═════ DATA TO USE

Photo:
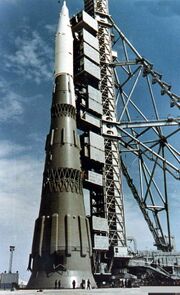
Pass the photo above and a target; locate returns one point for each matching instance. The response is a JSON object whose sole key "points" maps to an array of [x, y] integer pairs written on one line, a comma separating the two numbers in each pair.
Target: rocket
{"points": [[61, 249]]}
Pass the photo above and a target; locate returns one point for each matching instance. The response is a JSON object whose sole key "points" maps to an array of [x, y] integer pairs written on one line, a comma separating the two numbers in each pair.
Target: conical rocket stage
{"points": [[61, 247]]}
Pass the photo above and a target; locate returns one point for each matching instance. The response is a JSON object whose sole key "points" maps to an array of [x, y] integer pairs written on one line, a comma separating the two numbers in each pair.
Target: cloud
{"points": [[10, 103], [20, 185], [32, 58]]}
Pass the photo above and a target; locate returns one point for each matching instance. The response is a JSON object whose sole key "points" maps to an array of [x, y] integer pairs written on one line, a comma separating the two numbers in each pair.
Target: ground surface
{"points": [[114, 291]]}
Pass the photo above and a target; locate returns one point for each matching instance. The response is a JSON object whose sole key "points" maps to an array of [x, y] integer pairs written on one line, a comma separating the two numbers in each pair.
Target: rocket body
{"points": [[61, 247]]}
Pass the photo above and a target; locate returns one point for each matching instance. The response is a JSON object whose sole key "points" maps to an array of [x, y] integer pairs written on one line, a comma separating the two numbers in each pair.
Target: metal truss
{"points": [[147, 135], [114, 207]]}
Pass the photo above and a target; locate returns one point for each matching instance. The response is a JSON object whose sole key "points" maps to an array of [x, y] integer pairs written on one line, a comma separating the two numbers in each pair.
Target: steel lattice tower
{"points": [[114, 208], [127, 129]]}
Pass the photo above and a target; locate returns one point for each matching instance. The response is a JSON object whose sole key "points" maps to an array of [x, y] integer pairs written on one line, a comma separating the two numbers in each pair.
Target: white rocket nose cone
{"points": [[64, 44], [63, 18]]}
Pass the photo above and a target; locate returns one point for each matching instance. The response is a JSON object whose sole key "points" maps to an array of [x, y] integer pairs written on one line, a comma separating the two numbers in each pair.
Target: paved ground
{"points": [[114, 291]]}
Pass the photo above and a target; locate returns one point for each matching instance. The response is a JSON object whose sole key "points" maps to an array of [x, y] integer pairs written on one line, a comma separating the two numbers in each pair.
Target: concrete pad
{"points": [[112, 291]]}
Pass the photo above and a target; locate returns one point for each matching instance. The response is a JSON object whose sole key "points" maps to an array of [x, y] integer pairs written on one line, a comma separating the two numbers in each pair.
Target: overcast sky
{"points": [[27, 29]]}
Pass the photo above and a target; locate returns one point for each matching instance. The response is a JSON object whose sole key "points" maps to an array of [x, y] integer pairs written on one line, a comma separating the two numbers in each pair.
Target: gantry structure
{"points": [[119, 95]]}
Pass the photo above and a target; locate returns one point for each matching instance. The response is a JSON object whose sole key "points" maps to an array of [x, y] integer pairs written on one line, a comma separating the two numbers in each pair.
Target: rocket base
{"points": [[42, 280]]}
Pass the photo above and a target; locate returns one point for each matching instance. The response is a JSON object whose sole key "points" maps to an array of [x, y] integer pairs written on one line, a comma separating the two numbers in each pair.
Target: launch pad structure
{"points": [[116, 129]]}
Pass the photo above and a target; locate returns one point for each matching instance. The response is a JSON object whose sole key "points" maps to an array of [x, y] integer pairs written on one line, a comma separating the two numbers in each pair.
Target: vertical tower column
{"points": [[114, 207]]}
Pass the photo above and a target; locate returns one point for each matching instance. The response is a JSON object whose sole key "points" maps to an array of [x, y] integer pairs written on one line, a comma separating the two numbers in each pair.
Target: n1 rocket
{"points": [[61, 247]]}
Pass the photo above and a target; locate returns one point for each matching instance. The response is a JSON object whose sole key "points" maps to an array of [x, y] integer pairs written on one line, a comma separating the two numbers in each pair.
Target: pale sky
{"points": [[27, 30]]}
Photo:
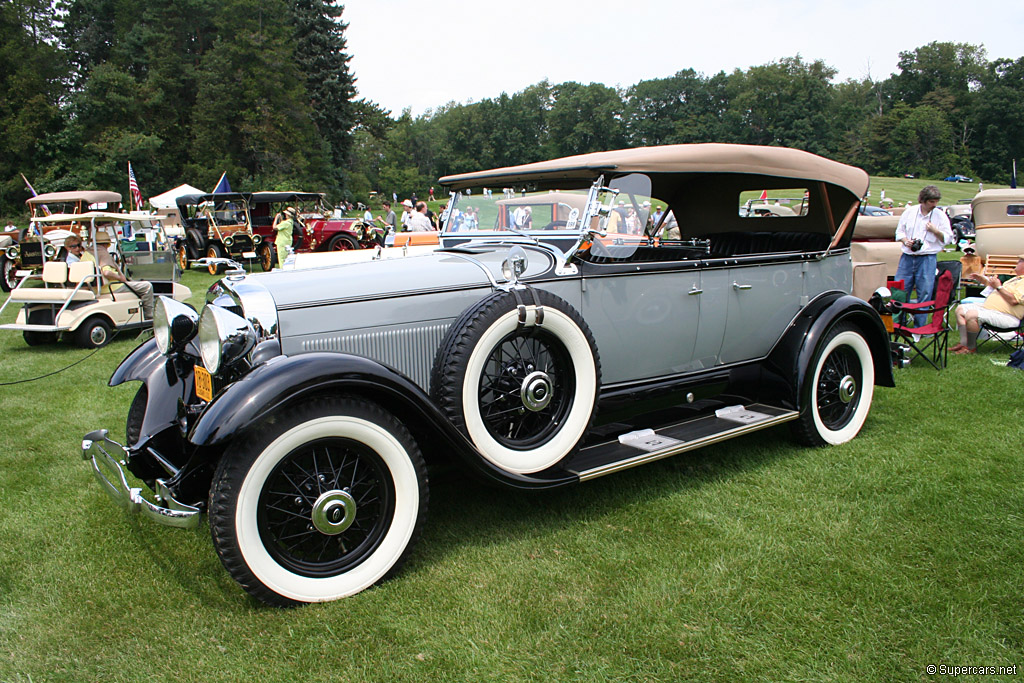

══════════

WORK ITEM - Every record above must be copied exactly; none of the pictures belong in the copy.

RESPONSE -
Photo:
Pass the photo above and a target; locate returns one point for each matching instance. The response is a JSON object whose sole key "points" maps to an array of [x, y] integer pairs written on one line, a comma separating the two numbers in each pair.
Target: rocket
{"points": [[61, 249]]}
Pass the photo above and a target; locate returns one point for each matching instance. The response is a JSON object whose sole key "points" maps to an array of [x, y] integer pairs written on one line, a comma separating the two numbers in each pair.
Target: conical rocket stage
{"points": [[61, 247]]}
Pass the photo above and a target; locate returns one point for each matching instance. The response is a JSON object whose sole key "points" maps to an array of [x, y] integer pairs written on one line, a comma separating the two numbers in each pair.
Target: cloud
{"points": [[10, 103], [20, 185], [32, 58]]}
Pass the photo above and a target; locate returns one point for each matching instance. The response is a JSON object whose sole key "points" maps to an array of [x, y] integer pairs written on one line, a comma separating the two numbers in each pair.
Target: ground surface
{"points": [[114, 291]]}
Pass the photo above and a target; locate returns one point for each matching instance. The response is a JSON object whose sole key "points" maps to an array of [x, y] integer pairs written on one line, a comma separating the two numbers in each pair.
Target: rocket body
{"points": [[61, 247]]}
Pass the photo above and a target; locate returns one point for each matching instance. The response is a JSON object whose sole key "points" maps to an array of [x, y] integer pairs written on one line, a comma separating the two numbers in each pair.
Target: metal truss
{"points": [[147, 135], [114, 207]]}
Pass the photo above and a target; locate returns one point for each matching instance. The response is a JSON object whose sole key "points" maps to an array of [x, y] integer pairs written on one line, a comma separating the two numbers in each pair.
Target: steel lattice tower
{"points": [[114, 208], [127, 129]]}
Pass the photo above and a target; locate returns one point for each matching instance. The response is a JSON object whose sole key "points" maps to an array of [x, y] integer pairs written on one line, a comma separating the two numbers in each pair.
Target: white rocket nose cone
{"points": [[64, 44], [63, 18]]}
Pass the photo above and a target; locate returns one point for each matching instance. The response is a JSON object whose sole key "points" maps to an array of [x, y] integer pairs written on one line, a comma separating the two numbers in each pair.
Target: paved ground
{"points": [[114, 291]]}
Pass the photo above and a target; locate returns one point for each matching instance. The response is a JSON object whose sole key "points" maps to an array of [x, y] integer pairs written on one line, a comma separating the two numbers in each pair.
Target: concrete pad
{"points": [[112, 291]]}
Pass the photo above and a target; locate returns one point for each matching instance. The response is a JSON object whose sole key "points" maps to an array of [x, y] integer pairs written on one line, a comma separating the two numbers in each pair.
Target: overcast sky
{"points": [[27, 29]]}
Pass the photo above and a target; locate returns one point for each matching instance. The response is a JSON object whose sole key "points" maps to an array of [x, y] integer pairs written on one line, a comma separating the two numbers in each pair.
Target: gantry structure
{"points": [[119, 95]]}
Pass the photo above and a target; locate returns one point for each matching instance. The response is a JSON object whose sole key "points" maps to an array of [x, y] integer pairs written on one line, a comma separating the two numbers in each pair.
Target: rocket base
{"points": [[42, 280]]}
Pass the photo above and a target; locate returns one point for each matching instance. The response is a JSON object whose sole key "points" maps to an array of [x, y] integer pairs written on one line, a comma separating the two numbers in each pair.
Target: launch pad structure
{"points": [[116, 129]]}
Pass the photo above and a target; locate returns one point for each matching instance. The response is a JSON object whose sole key "points" maps to an array of [x, y] integer pairs written on one line, a comma separating the two numbers in each pair.
Target: vertical tower column
{"points": [[114, 207]]}
Pass the photo above and a target; locate returns one point for each matching instance. The response is a JSON object whose sole key "points" maps to an array of [x, y] integer pairs written on one line, a comma separating the two numbers in each pair.
Target: n1 rocket
{"points": [[61, 247]]}
Pass the photo above and a target; locate returns one point for each matching instance. The response is a JSON object whose sole key "points" maps to an array of [x, y] integer pairs written on one line, a comma separating the two numbers in each pair.
Target: pale sky
{"points": [[27, 30]]}
Photo:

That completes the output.